EXCERPT PROVIDED
————

Enforce model contracts (config(contract={'enforced': true})) on published marts so column types are guaranteed and breaking changes fail at build.
Run dbt build (not run then test) so tests gate downstream models. Set source freshness and fail the pipeline on stale sources. Materialize as view for cheap staging, table/incremental for marts; use ephemeral sparingly.

Orchestration

Dagster: model outputs as assets (@dg.asset), not imperative tasks — the graph is the lineage. Use PartitionsDefinition (daily/multi-dimensional) and declarative automation (AutomationCondition) to backfill and refresh by partition. Each asset's compute must be idempotent for its partition key. Use IOManagers for storage so business logic never hardcodes paths; embed dbt via @dbt_assets. Wire everything through Definitions and the dg CLI.
Airflow 3.2: use the TaskFlow API (@dag, @task from airflow.sdk) and Assets (datasets were renamed to Assets in Airflow 3) for data-aware scheduling with schedule=[asset]. schedule_interval is gone — use schedule=. Tasks reach the metadata DB only through the Task Execution API, so keep tasks self-contained and pass data via XCom/object storage. Set catchup, max_active_runs, and retries explicitly; never rely on wall-clock now() — use the run's logical_date.
Every task/asset must be idempotent and retry-safe: re-execution overwrites its own partition and produces the same result. Make tasks atomic and single-purpose so a retry re-runs the minimum.

————

SUPPLIED RECORDS

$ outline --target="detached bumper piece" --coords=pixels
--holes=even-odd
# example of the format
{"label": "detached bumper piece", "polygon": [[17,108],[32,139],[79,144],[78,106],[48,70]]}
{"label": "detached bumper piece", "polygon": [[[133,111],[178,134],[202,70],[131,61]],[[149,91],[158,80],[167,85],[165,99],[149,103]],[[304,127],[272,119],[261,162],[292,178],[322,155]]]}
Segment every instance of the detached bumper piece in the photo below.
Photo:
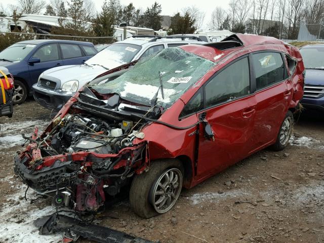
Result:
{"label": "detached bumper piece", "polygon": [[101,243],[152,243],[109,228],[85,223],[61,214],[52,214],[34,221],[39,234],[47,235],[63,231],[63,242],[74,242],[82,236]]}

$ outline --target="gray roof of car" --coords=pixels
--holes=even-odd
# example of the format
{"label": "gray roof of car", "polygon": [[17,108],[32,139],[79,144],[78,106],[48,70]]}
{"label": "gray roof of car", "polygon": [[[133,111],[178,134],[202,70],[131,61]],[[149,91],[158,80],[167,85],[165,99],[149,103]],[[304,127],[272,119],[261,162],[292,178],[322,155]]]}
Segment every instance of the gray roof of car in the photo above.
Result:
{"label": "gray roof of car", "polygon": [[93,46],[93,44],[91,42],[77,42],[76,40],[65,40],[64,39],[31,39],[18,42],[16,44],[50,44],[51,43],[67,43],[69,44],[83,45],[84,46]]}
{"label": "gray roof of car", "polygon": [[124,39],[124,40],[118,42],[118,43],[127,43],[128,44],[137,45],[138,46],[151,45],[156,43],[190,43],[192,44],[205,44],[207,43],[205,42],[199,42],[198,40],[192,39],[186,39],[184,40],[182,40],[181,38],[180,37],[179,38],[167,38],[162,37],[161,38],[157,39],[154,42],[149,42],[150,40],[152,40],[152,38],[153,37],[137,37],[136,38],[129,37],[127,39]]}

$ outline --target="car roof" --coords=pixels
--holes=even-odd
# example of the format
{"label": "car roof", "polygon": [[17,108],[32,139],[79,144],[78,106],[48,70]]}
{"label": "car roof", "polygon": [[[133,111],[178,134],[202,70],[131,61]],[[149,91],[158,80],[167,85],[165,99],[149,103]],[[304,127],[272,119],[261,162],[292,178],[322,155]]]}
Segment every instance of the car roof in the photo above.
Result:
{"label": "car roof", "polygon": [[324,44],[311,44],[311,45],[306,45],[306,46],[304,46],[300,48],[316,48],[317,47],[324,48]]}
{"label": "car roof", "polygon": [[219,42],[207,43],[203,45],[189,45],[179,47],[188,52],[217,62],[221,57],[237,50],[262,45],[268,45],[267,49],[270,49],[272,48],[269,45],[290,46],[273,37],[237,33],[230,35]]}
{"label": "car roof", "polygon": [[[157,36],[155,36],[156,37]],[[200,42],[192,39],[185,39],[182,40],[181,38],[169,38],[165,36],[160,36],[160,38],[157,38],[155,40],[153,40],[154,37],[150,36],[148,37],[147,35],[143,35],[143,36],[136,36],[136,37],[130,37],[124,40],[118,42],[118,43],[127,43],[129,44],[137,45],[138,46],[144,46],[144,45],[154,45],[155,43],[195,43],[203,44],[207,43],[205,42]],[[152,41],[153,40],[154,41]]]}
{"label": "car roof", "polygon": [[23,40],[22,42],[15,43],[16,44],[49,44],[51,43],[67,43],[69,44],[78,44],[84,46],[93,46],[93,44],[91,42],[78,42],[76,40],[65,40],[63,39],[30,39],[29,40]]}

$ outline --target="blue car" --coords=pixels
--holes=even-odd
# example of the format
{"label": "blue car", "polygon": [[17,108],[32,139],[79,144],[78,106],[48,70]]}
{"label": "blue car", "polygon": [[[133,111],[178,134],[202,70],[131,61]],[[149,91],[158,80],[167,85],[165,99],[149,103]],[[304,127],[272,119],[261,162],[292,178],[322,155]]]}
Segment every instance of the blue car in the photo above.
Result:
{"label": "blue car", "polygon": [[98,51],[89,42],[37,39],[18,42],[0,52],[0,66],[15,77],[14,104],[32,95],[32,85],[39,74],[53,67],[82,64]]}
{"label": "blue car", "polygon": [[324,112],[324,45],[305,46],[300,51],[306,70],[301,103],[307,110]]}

————

WRITTEN TASKS
- 1) Answer these questions from the pipeline notes, one line each:
(a) Which dbt command should be used instead of running models and then testing them?
(b) In Airflow 3, what were datasets renamed to?
(c) In Dagster, what should handle storage so that business logic never hardcodes paths?
- 2) Summarize the pipeline notes in two sentences.
- 3) Extend the pipeline notes beyond their last sentence.

EXPECTED RESULTS
- 1)
(a) dbt build
(b) Assets
(c) IOManagers

- 2) The pipeline notes advise enforcing model contracts on published marts, running dbt build so tests gate downstream models, and failing the pipeline on stale sources. For orchestration, they recommend modeling outputs as partitioned assets in Dagster and using the TaskFlow API with Assets in Airflow 3.2, and they require every task or asset to be idempotent and retry-safe.

- 3)
Testing

pytest is the runner. Test transforms as pure functions on small, hand-built fixtures with known answers — assert exact output frames.
Compare frames with polars.testing.assert_frame_equal / pandas.testing.assert_frame_equal (check_dtype=True), not == or shape-only checks. Dtype drift is a real regression.
Run pandera schema validation inside tests on both fixtures and a sampled slice of real data. Treat a schema failure as a test failure.
Use Hypothesis (with pandera's .strategies() / .example()) for property-based tests on parsing, dedup, and merge logic — generate edge cases (nulls, dupes, boundary dates, empty frames).
Test idempotency directly: run a partition twice, assert the output is unchanged. Test incremental logic: run, add data, re-run, assert only the delta changed.
For dbt, dbt build in CI runs data tests + unit tests; add source freshness checks. Keep a seeded fixture warehouse (DuckDB) for fast CI.
Enforce coverage on transform modules; typecheck (ty/mypy) and ruff check run in CI and block merge.

Security

No secrets in code, config files, dbt profiles.yml, or notebooks. Read credentials from env vars or a secrets manager (Vault, AWS/GCP Secrets Manager) via the pydantic settings object. .env is gitignored and never committed.
Parameterize all SQL — DuckDB/warehouse queries use bound params (?/$name), never f-string interpolation of user or upstream values. Jinja in dbt is templating, not a place to concatenate untrusted input.
Enforce least-privilege warehouse/object-store roles per pipeline: read on sources, write only on that pipeline's targets. Separate prod and dev credentials and datasets.
Scrub PII: never log row contents or full frames; log schemas, counts, and aggregates. Hash/tokenize identifiers before they land in analytics tables; honor deletion requests via partition-scoped DELETE/MERGE.
Pin dependencies via uv.lock and scan them: uv audit (uv's native OSV lockfile scan; still preview in 0.11.x) or uvx pip-audit. Read Parquet/pickle only from trusted sources — never pd.read_pickle untrusted data (arbitrary code execution); prefer Parquet/Arrow for interchange.

Do

Express every transform as vectorized expressions, joins, or SQL; keep transforms pure and IO-free.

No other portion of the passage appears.